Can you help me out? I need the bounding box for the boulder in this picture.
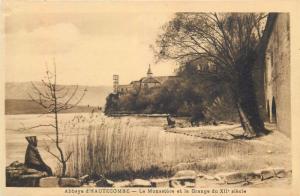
[79,175,90,184]
[255,169,275,180]
[215,172,246,184]
[169,180,182,188]
[172,170,196,181]
[59,178,81,187]
[39,177,60,187]
[18,174,46,187]
[25,168,43,174]
[273,168,287,178]
[184,181,195,188]
[6,161,48,187]
[9,161,24,168]
[203,174,216,181]
[82,182,97,187]
[169,170,197,188]
[244,172,261,181]
[150,179,170,187]
[131,179,151,187]
[113,180,131,188]
[6,168,25,179]
[95,178,114,187]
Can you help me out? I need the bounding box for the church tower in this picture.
[147,64,153,77]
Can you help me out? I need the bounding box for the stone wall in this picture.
[264,13,291,137]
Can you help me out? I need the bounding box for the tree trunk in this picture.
[236,102,257,137]
[234,52,266,137]
[62,161,67,177]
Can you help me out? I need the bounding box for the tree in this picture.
[154,13,271,137]
[104,93,120,115]
[176,61,238,122]
[28,59,87,176]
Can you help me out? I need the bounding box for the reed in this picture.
[61,113,288,180]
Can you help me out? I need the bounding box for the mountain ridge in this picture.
[5,82,112,107]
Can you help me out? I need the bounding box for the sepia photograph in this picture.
[1,1,298,195]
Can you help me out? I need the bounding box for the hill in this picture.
[5,99,100,115]
[5,82,112,115]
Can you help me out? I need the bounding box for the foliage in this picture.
[104,63,238,122]
[153,13,270,137]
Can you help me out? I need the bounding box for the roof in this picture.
[141,77,161,83]
[140,76,178,84]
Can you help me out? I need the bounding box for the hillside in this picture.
[5,99,100,115]
[5,82,112,115]
[5,82,112,107]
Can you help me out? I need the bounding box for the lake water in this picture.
[6,113,201,176]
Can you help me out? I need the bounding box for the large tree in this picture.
[154,13,271,137]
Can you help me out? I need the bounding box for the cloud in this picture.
[5,13,176,86]
[6,23,80,55]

• [Task requirements]: Please write out all of the material above without changing a word, and omit any pictures.

• [Final answer]:
Can you help me out? I need the bounding box for the boulder in this picture.
[79,175,90,184]
[255,169,275,180]
[215,172,246,184]
[169,180,182,188]
[172,170,196,181]
[59,178,81,187]
[39,177,60,187]
[18,174,46,187]
[25,168,43,174]
[273,168,287,178]
[184,181,195,188]
[6,161,48,187]
[9,161,24,168]
[203,174,216,181]
[82,182,97,187]
[169,170,197,188]
[244,172,261,181]
[150,179,170,187]
[131,179,151,187]
[113,180,131,188]
[6,168,25,179]
[95,178,114,187]
Can you help me out? I need the bounding box for the church tower in this picture.
[147,64,153,77]
Can you help me out? I need the bounding box for the stone wall in this picture.
[264,13,291,137]
Can you help me out? I need the bounding box for the tree trunk in this picture.
[236,102,257,137]
[234,52,266,137]
[62,161,67,177]
Can you help me out? I need the bounding box for the tree in this picture.
[154,13,271,137]
[104,93,120,115]
[176,61,238,122]
[28,59,87,176]
Can you help me out? I need the bounding box for the reed in this picture.
[61,113,288,180]
Can you help me out? I need the bounding box for the mountain ridge in this picture.
[5,82,112,107]
Can you help me out? I need the bounding box for the sepia photograph in this picture.
[1,1,298,195]
Can you help me out? I need the bounding box for the hill in this picture.
[5,99,100,115]
[5,82,112,115]
Can you help me out? I need the bounding box for the foliage in this picture.
[104,63,238,122]
[153,13,270,137]
Can you help me out? I need the bounding box for the roof in this picture.
[141,77,161,83]
[140,76,178,84]
Can you help me out? I need the bounding box for the hillside in this picture.
[5,99,100,115]
[5,82,112,115]
[5,82,112,107]
Can you help me out? I need the bounding box for the lake water in this picture.
[6,113,201,176]
Can you help me out? I need the bounding box for the large tree in this picture.
[154,13,271,137]
Can you help me out? I need the bounding box for the cloud in this picture.
[5,13,176,86]
[6,23,80,55]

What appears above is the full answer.